• **REQUIRED TASKS**
- 1) Answer these questions using the opinion piece on Bill C-11. Put each answer on its own line, marked with the same letter.
(a) Which Senate committee is starting its clause-by-clause review of the Bill?
(b) Under which section of the Broadcasting Act are distribution orders for public interest services like APTN made?
(c) Who is named as the CEO of OUTtv?
- 2) List every public interest service that the opinion piece on Bill C-11 names.

• **READING TEXT**
┄┄┄┄┄┄┄┄┄┄┄┄┄┄┄┄┄┄┄┄

OPINION: Distribution Issues – The Hole in Bill C-11

Submitted by:

Brad Danks, CEO OUTtv
Monika Ille, CEO APTN
Luc Perreault, Strategic Advisor, Stingray Group

The Senate Transport Committee is starting its clause-by-clause review of Bill C-11, an Act to amend the Broadcasting Act. Hours of Committee time have been spent on the scope of the Bill and how it would apply to digital first creators and social media platforms. This is understandable and appropriate.

Far less time has been spent on a weakness in the Bill that will have a much more profound impact on the Canadian broadcasting system and the content Canadians can access. This weakness is how the Bill treats the distribution Canadian programming services and apps by OTT platforms and virtual BDUs.

Independent broadcasters of all stripes, public interest services like APTN, AMI, and TV5/UNIS, the Canadian Association of Broadcasters (CAB), FRIENDS, distribution companies such as TELUS, Bell and Canadian Communication Systems Alliance (CCSA) and the CRTC agree (though sometimes on different points) – the Bill needs to be fixed to address distribution issues. What are these issues?

First, public interest services like APTN rely on distribution orders made under section 9(1)(h) of the Broadcasting Act. The CRTC requires these services to be distributed and, often, it sets terms of carriage. Bill C-11 would not permit the CRTC to set terms of carriage in an online environment. Instead, these services would have to negotiate “in good faith” with the massive global platforms like Google, Apple and Amazon – and also with the emerging Canadian virtual BDUs that are just over the horizon. This is a two-tier approach and it will – without any doubt – weaken public interest services and the broadcasting system.

Non-commercial services – with important public mandates and which, by their nature, provide less commercially oriented content – will always be at a profound disadvantage in any negotiation with any platform. This is why CRTC distribution orders, setting terms, have always and will continue to make good policy sense.

┄┄┄┄┄┄┄┄┄┄┄┄┄┄┄┄┄┄┄┄

• **LISTING**
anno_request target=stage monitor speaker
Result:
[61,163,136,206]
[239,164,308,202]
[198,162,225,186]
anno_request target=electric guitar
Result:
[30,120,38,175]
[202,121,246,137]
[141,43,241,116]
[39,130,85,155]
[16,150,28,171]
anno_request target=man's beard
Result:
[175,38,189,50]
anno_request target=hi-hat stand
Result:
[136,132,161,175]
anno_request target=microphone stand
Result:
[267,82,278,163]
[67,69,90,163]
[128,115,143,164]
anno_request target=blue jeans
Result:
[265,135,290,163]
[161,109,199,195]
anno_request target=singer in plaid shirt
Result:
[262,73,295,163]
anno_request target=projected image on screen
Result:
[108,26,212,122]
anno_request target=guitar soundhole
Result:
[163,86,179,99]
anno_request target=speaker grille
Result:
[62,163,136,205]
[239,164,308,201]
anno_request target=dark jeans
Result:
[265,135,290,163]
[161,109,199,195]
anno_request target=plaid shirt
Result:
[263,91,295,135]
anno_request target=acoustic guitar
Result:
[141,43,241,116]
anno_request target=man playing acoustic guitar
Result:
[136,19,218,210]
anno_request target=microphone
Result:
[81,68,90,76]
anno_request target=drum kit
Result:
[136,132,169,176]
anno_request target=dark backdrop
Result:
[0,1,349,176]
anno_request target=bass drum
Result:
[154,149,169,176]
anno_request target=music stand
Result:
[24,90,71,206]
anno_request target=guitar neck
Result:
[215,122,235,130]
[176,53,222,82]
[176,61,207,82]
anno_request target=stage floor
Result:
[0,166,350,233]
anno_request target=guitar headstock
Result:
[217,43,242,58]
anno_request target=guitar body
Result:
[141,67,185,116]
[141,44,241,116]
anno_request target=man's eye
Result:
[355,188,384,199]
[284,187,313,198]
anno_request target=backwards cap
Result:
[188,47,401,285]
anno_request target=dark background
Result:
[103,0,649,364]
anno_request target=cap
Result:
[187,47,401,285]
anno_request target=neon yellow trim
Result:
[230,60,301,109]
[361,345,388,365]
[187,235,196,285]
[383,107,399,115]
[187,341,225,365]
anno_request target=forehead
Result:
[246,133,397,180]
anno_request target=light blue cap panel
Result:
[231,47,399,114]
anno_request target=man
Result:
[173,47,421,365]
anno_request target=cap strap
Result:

┄┄┄┄┄┄┄┄┄┄┄┄┄┄┄┄┄┄┄┄

• **TASK SOLUTIONS**
- 1)
(a) The Senate Transport Committee
(b) Section 9(1)(h)
(c) Brad Danks

- 2)
APTN
AMI
TV5/UNIS